#### Exercise data

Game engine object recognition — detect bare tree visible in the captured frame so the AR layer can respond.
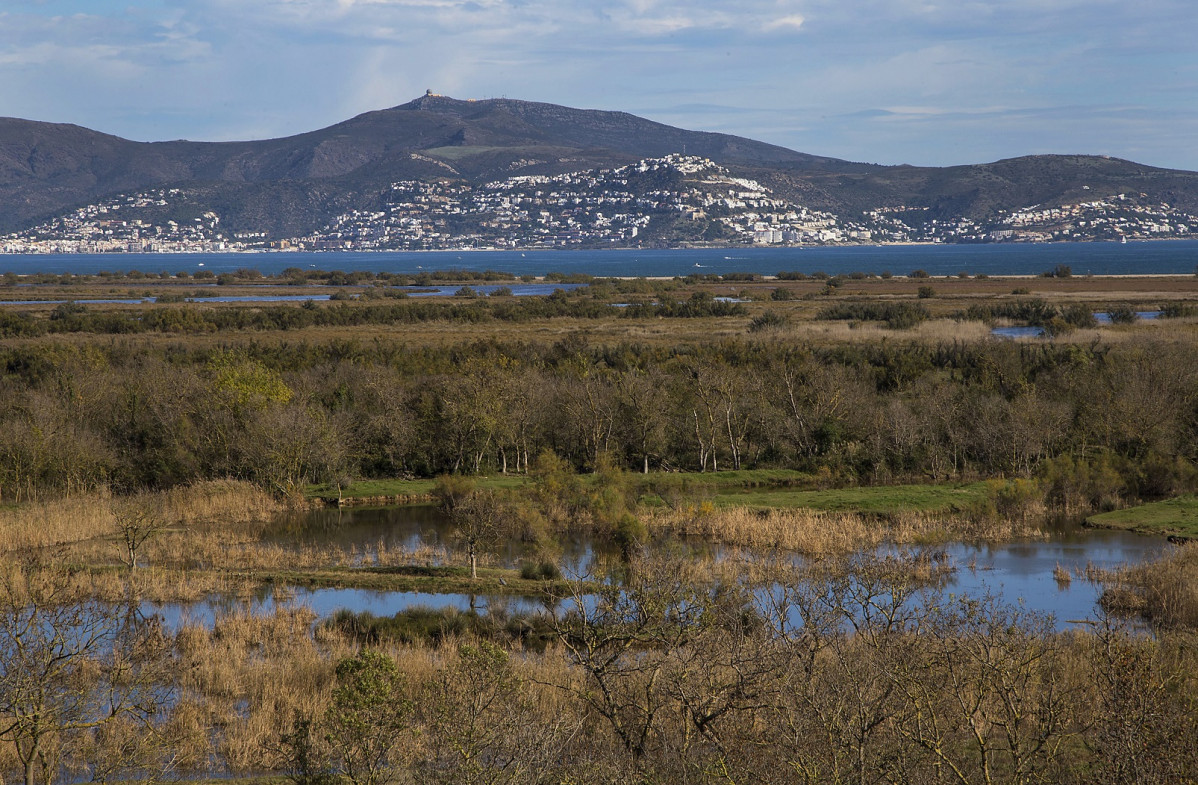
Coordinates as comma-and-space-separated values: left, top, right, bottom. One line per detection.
547, 556, 702, 761
0, 562, 171, 785
419, 641, 559, 785
111, 500, 170, 571
446, 487, 507, 581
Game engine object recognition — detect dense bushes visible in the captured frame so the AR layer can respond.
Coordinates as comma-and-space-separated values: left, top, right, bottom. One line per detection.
2, 334, 1198, 510
817, 301, 929, 329
0, 289, 753, 337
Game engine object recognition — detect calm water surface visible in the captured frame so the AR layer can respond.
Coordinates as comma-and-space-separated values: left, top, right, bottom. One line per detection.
150, 504, 1172, 631
6, 241, 1198, 277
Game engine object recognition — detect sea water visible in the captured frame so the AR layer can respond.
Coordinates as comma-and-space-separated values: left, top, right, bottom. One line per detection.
4, 240, 1198, 278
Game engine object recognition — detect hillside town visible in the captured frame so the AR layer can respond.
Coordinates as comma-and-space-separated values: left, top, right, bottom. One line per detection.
3, 155, 1197, 253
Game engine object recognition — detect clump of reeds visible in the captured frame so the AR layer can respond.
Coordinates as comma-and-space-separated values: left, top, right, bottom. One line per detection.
1098, 543, 1198, 628
1054, 562, 1073, 585
174, 606, 348, 774
160, 479, 281, 527
645, 504, 1042, 557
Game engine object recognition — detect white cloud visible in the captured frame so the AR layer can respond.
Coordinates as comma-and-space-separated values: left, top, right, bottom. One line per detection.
764, 14, 805, 32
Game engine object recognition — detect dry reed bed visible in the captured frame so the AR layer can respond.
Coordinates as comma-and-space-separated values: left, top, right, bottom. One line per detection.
174, 607, 351, 772
0, 479, 281, 553
160, 605, 590, 777
647, 505, 1044, 556
1098, 542, 1198, 627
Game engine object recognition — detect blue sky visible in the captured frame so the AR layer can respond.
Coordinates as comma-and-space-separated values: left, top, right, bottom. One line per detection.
2, 0, 1196, 170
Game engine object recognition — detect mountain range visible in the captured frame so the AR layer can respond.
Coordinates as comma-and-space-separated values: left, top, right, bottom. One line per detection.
3, 92, 1198, 240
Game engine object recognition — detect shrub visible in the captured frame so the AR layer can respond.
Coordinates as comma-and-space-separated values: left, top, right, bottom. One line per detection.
1061, 304, 1098, 328
519, 561, 562, 581
1038, 452, 1128, 513
1042, 317, 1074, 337
818, 302, 929, 329
917, 286, 936, 299
749, 311, 790, 332
1107, 305, 1139, 324
909, 269, 930, 279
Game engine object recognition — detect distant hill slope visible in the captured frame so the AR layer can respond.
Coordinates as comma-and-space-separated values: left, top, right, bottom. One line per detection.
3, 94, 1198, 237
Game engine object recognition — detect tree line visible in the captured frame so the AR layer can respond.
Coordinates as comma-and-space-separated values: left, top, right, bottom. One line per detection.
1, 334, 1196, 507
0, 290, 749, 338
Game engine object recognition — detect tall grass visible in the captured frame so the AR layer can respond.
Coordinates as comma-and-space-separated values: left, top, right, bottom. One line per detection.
0, 479, 280, 553
1099, 543, 1198, 628
647, 504, 1043, 556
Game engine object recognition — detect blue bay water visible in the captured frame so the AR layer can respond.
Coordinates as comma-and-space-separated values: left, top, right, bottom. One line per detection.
5, 240, 1198, 277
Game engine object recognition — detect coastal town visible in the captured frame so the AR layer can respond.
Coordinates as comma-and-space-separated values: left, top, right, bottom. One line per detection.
3, 155, 1197, 254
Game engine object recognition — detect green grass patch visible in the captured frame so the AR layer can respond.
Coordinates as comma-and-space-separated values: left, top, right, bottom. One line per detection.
311, 471, 981, 517
308, 475, 528, 501
712, 482, 992, 513
261, 563, 572, 596
311, 469, 810, 502
326, 606, 558, 650
1086, 496, 1198, 539
643, 468, 813, 490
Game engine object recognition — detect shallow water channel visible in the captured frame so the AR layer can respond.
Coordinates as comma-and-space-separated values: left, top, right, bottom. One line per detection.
146, 504, 1170, 630
992, 311, 1163, 338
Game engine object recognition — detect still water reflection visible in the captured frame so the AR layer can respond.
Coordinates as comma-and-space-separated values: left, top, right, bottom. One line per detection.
152, 504, 1170, 630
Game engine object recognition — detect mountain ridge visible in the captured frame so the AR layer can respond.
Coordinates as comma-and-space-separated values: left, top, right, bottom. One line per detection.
3, 94, 1198, 240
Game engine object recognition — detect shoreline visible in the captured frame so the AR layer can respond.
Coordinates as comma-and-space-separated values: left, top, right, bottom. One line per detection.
5, 235, 1198, 258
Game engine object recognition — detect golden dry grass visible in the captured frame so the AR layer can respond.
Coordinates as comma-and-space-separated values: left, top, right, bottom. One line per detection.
0, 479, 280, 553
1099, 542, 1198, 628
647, 504, 1044, 556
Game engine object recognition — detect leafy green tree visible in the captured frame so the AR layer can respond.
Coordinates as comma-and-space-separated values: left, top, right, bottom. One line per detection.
207, 350, 293, 416
324, 650, 412, 785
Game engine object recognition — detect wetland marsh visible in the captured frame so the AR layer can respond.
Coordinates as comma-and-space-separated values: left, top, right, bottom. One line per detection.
5, 265, 1198, 784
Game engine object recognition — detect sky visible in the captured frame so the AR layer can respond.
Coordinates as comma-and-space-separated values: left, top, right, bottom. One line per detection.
1, 0, 1196, 170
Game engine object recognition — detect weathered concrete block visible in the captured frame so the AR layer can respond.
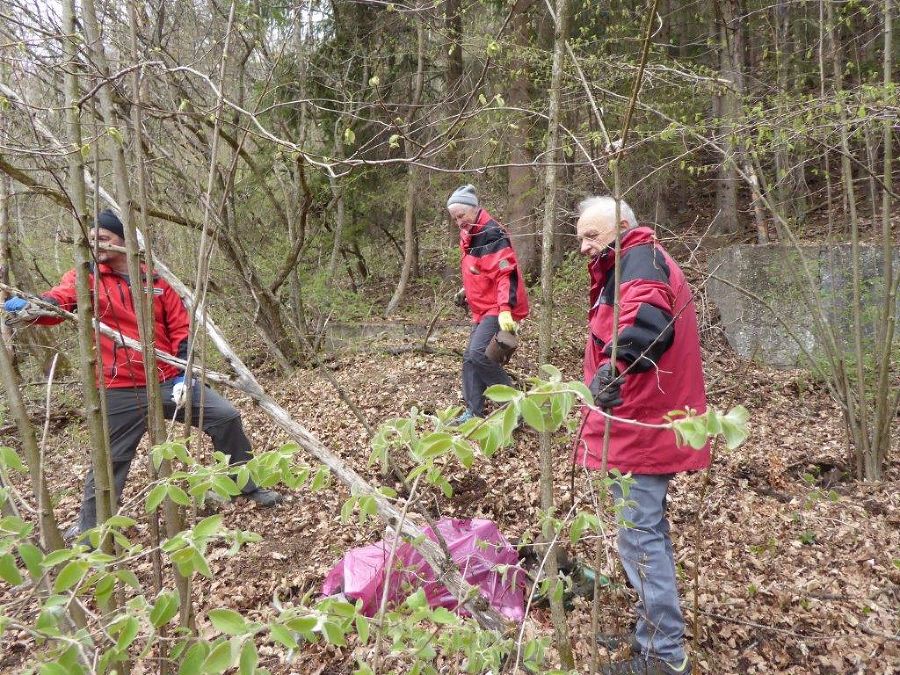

########

Set down the entries above again exactly, minus any image.

* [Expected answer]:
Game engine object recognition — detect bare tree visible in the captured frame so the AR layer can respond.
Coordinates as comma-and-space-separated values: left, top, right, bottom. One line per detection.
547, 556, 702, 761
0, 562, 171, 785
419, 641, 559, 785
111, 500, 170, 571
446, 487, 507, 581
Game engine object recognition — detect dense bushes visible in the captured frame so the AR layer can respond.
Coordinates as comma-and-space-separated values: left, top, right, bottom. One line per detection.
2, 334, 1198, 510
817, 301, 929, 329
0, 289, 753, 337
Game engine object recognition — detect calm water surface visible in the captured frame so the AR layer can respond.
Coordinates as comma-and-space-separated values: left, top, right, bottom. One line per detection.
150, 504, 1172, 631
6, 241, 1198, 277
Game engine object recognition — detect sea water visible in the captured frame so the AR layer can respond.
Coordinates as comma-and-space-separated values: left, top, right, bottom. One line per detection.
4, 240, 1198, 278
Game engine object recognition — detect hillside town visible in the captured frame so the AR layer can respond.
Coordinates as comma-and-space-separated values: left, top, right, bottom. One line per detection.
3, 155, 1197, 253
Game engine object recognition — detect clump of reeds visible in the captured frame so the AR layer can respond.
Coordinates as comma-and-space-separated values: left, top, right, bottom. One line per detection.
1098, 543, 1198, 628
1054, 562, 1073, 585
174, 606, 348, 774
160, 479, 281, 527
645, 504, 1042, 557
Game engine object recognition — detect white cloud visible in the captured frame so the AR layer can respond.
Coordinates as comma-and-space-separated values: left, top, right, bottom. One line per detection.
764, 14, 805, 32
Game engine object recognition — detect dry reed bed visible in the captured frame so the AR layer can respond.
Coordinates as comma-and-space-separated values: left, top, right, bottom. One line per detection.
174, 607, 351, 772
0, 479, 281, 553
160, 605, 590, 777
647, 505, 1044, 556
1098, 542, 1198, 627
Game engine object recognition — detect blue sky visible in the captured frame so the AR layer can respond.
Coordinates as comma-and-space-separated values: left, top, right, bottom. One line per detection.
2, 0, 1196, 170
Game engine object recognition — detect mountain range visible in the captured frame so the AR layer can respond.
Coordinates as comma-and-space-separated values: left, top, right, bottom. One line per detection.
3, 92, 1198, 240
Game engine object recognition — detect shrub visible in the captured frame so the AR layer can respond.
Coordinates as comma-and-space-separated values: left, top, right, bottom. One line per detection.
1061, 304, 1098, 328
519, 561, 562, 581
1038, 452, 1128, 513
1042, 317, 1074, 337
818, 302, 929, 329
917, 286, 936, 299
749, 311, 790, 332
1107, 305, 1139, 324
909, 269, 930, 279
Game engine object recognition — detect distant hill slope visible in the captured frame so the AR layer can respond.
Coordinates as comma-and-space-separated values: left, top, right, bottom. One line per detection.
3, 94, 1198, 237
Game engine object recognition — detect tree line visible in the captured frame so the AR layer can respond.
Coordinates as comma-and-space-separated values: left, top, right, bottom. One line per detection.
1, 334, 1196, 507
0, 290, 749, 338
Game engine object recognition — detect tall grass visible in the captured frame so the AR layer can respond.
Coordinates as comma-and-space-separated values: left, top, right, bottom. One line per detection.
0, 479, 280, 553
1099, 543, 1198, 628
647, 504, 1043, 556
Game engine object recognition — detect blue bay water visible in the captured frame so the AR layer can respond.
Coordinates as comma-and-space-separated values: left, top, right, bottom. One line per detection.
5, 240, 1198, 277
Game engine object recognition — detect coastal town visible in the captured frame so the AR layer can respond.
Coordinates as comma-and-space-separated values: left, top, right, bottom. One line per detection.
3, 155, 1197, 254
Game engine object recognition — detect green grass patch visible in the captured frame so the AR layer can respond.
Coordinates as comma-and-space-separated values: left, top, right, bottom. One line per detection.
311, 471, 981, 517
308, 475, 528, 501
712, 482, 992, 513
261, 563, 572, 596
311, 469, 810, 502
326, 606, 558, 650
1086, 496, 1198, 539
643, 468, 813, 490
Game engine object recognition — detect shallow water channel visible in the captured frame so the AR layer can respond.
Coordinates as comma-and-space-separated values: left, top, right, bottom. One line per detection.
146, 504, 1170, 630
992, 311, 1163, 338
Game engine object recognition — detect still water reflection visible in the captured frame so the AR layer can respond.
Coordinates as comma-and-space-separated values: left, top, right, bottom. One line per detection.
152, 504, 1170, 630
Game engine object recognition — detect mountain ridge visible in the captured frame so the AR layer can respond.
Coordinates as comma-and-space-separated values: left, top, right, bottom. One line per detection.
3, 94, 1198, 240
Game engine object recognition — detect shoreline visible in the captured frame so the AR layer can respond.
Coordinates as comma-and-space-separated values: left, top, right, bottom. One line per detection.
5, 235, 1198, 258
Game engine object recognition — detect golden dry grass visible in the captured frame so the AR layer can respond.
Coordinates as comma-and-space-separated values: left, top, right, bottom. One line per detection.
0, 479, 280, 553
1099, 542, 1198, 628
647, 504, 1044, 556
Game engine object recognition — detect leafy green tree visible in the captured frame so the AR layer can respond.
Coordinates as comma-and-space-separated values: left, top, right, bottom. One line per detection.
207, 350, 293, 416
324, 650, 412, 785
Game engine object recognition — detect wetland marsh visible in the captured frame so the AR layer can respond.
Coordinates as comma-and-space-separated values: left, top, right, bottom. One line per detection.
5, 265, 1198, 784
Game engine object recognition — detect sky visible in the captured frame so the AR layer can respond.
Coordinates as comma-and-space-separated values: left, top, right, bottom. One line per detection.
1, 0, 1196, 170
Game engine object recognition — detect weathered concrete block visible in the captured frame so the AR layer can respond.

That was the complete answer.